• Assigned task
From the entries below, copy every line where the string "tree" appears.

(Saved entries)
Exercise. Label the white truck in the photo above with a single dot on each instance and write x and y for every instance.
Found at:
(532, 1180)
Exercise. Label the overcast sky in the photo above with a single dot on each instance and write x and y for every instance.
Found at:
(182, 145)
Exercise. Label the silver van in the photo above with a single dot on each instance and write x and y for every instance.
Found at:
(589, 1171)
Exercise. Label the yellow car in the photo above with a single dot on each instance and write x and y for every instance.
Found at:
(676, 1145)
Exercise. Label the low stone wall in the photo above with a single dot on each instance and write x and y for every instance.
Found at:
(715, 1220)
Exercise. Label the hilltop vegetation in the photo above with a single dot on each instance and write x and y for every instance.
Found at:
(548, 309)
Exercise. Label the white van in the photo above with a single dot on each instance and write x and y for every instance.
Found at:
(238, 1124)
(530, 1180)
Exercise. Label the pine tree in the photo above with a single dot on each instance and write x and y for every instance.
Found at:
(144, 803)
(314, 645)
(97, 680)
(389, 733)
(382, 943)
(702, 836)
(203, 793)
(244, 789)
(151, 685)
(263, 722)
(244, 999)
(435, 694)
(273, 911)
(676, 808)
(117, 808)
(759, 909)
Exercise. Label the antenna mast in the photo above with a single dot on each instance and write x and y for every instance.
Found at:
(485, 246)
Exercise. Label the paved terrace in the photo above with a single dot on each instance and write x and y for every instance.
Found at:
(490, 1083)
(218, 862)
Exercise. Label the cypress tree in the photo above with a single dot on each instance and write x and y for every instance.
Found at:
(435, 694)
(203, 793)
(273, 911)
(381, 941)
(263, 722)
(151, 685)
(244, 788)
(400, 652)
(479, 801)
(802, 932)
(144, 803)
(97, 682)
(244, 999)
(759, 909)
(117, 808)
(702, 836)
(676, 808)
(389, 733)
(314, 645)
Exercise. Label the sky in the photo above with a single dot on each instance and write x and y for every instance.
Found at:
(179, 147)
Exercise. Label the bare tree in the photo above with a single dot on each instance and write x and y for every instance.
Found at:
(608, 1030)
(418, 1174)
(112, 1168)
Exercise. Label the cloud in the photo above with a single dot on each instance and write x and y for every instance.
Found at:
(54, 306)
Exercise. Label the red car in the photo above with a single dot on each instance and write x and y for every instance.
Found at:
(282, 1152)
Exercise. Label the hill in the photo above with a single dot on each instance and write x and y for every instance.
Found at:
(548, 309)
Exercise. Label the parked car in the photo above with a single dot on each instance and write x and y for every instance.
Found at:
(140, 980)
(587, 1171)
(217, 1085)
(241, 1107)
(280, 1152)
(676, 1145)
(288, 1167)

• Result
Exercise. Label the pine tree in the photo above with a single dot on each instance and write x and y for every instance.
Exercise. Label the cypress tree in the photo above with a single dot on each instance and write x and y for every instance.
Exercise. Label the bare tree in the photo above with a single dot on each instance and write x and y for every instance.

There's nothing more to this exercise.